Questions on the material:
**1)** In the article about UMass assistant coach Kokoski, how many games did she start as a senior at Bryant?
**2)** Carry on the article about Kokoski's return to Bryant, picking up after its final paragraph.

Text excerpt:
□ □ □ □
The UMass assistant coach spent four years playing for the Bulldogs following a record-breaking career at Smith Academy. She then served on longtime Bryant coach Mary Burke’s staff before embarking on her own college coaching career.

“Bryant will always hold a special place in my heart,” Kokoski said. “Other than the day that I play against them, I’m rooting for them every step of the way. I’m still really close with Mary Burke, having played for her and worked for her as well. It’s going to be really neat to be back there again.”

Kokoski never really spent a lot of time on the Bryant bench as a player. She appeared in 25 of 30 games as a freshman in 2004-2005 and only saw more playing time throughout her career. As a senior she started all 32 games, leading the Bulldogs to 20 wins and an appearance in the Northeast-10 championship. Her career ended in the first round of the 2008 NCAA Division II Tournament.

Bryant, which has since moved to Division I, is led by Burke, who is starting her 30th year on the sidelines.

“When I transitioned to coaching with her that’s where my relationship developed with Coach Burke,” Kokoski said. “I look at her like a second mother to me right now. We talk all the time, probably once every two weeks if not more when her and I need each other, bounce ideas off each other or just checking in just to make sure all is well. ... She’s always been like a mentor to me.”

While Kokoski developed as a player and fondly remembers the 6 a.m. workouts and fitness tests on the track, she learned a lot about coaching from working with Burke. Her knowledge came in handy as the Minutewomen prepared for their opener.

“She always prides herself on hard work,” Kokoski said. “Scouting these guys (Monday), I told them they are going to be gritty, they are going to work hard, they are not going to give up. That was everything that I was all about when I played, too. We were that team that just never backed down. That’s why we were always that problem team for everyone.”
□ □ □ □
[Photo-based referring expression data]
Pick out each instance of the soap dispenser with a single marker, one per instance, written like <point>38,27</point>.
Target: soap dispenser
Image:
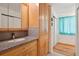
<point>13,35</point>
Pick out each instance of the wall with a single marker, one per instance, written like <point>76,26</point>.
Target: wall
<point>70,11</point>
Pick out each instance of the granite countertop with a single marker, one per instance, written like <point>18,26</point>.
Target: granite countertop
<point>11,43</point>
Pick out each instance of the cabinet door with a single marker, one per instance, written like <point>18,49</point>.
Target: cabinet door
<point>25,16</point>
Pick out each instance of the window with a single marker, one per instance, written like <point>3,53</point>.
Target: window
<point>67,25</point>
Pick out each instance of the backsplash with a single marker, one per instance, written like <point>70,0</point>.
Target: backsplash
<point>9,36</point>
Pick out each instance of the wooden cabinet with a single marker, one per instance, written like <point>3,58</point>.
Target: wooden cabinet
<point>25,16</point>
<point>27,49</point>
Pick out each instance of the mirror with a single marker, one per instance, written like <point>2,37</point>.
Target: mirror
<point>10,15</point>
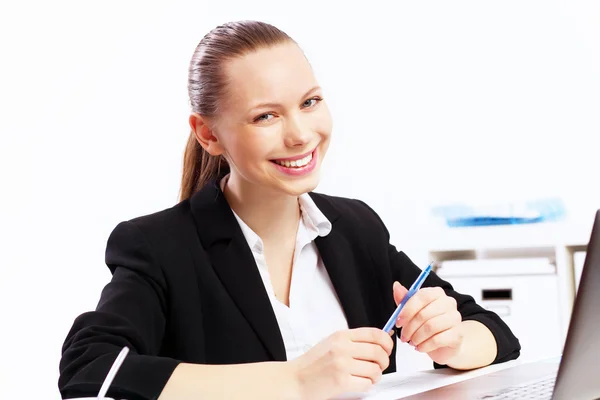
□ □ □ □
Written responses:
**1)** She started all 32 games.

**2)**
Following her three-year stint under Burke, Kokoski moved on to Providence, where she served as director of operations. During the 2013-14 season, Providence hosted Bryant and beat the Bulldogs, 104-67. The next season Kokoski walked into Chace for the first time as an opponent. This time the Bulldogs beat the Friars, 90-80.

One of Burke’s early coaching lessons to Kokoski was not to get too high after wins or too low after losses.

“I laugh because you think I would have heeded her advice,” Kokoski laughed. “I’m a super emotional person, player and coach. I wear my heart on my sleeve.”

Now in her second season at UMass, Kokoski has her equal in terms of energy and emotion in Tory Verdi. The fifth-year head coach has had the Minutewomen on an upward trajectory over the past few seasons, and there is confidence that it will continue.

UMass opens the season behind forwards Sam Breen and Maddie Sims. Breen, a 6-foot-1 senior, was an Atlantic 10 All-Conference Second-Team selection last season after averaging 16.9 points and 9.2 rebounds over 20 games.

Sims, a 6-2 graduate student, averaged 12.1 points and 7.8 rebounds for Siena in 2018-2019 before transferring to UMass and sitting out a year.

Complementing the post players are junior guard Destiny Philoxy and 6-5 sophomore center Maeve Donnelly.

“We’re at the point right now where we just need a game,” Kokoski said. “I feel like we’re kind of at each other’s throat in practice right now and it’s been pretty chippy. It will be nice to play a different face, a difference opponent than your teammates every day. We’re really looking forward to that.”

The different face will still be familiar to Kokoski.

“I loved every second of my time there,” she added. “I talk about it all the time to the point people are like ‘Yes, we know you went to Bryant.’”

NEW GAME — The Minutewomen lost their game on Saturday with UMass Lowell. The River Hawks paused all women’s basketball activities on Friday after a member of the program tested positive for COVID-19.

The River Hawks were also scheduled to play Boston College on Sunday.

Instead, UMass will play at Boston College at 2 p.m. on Sunday.

“This season we just kind of keep telling our girls, ‘Listen, let’s take it one game at a time,” Kokoski said. “It’s ever-changing, it’s such a fluid year that we have to be adaptable, we have to be resilient.”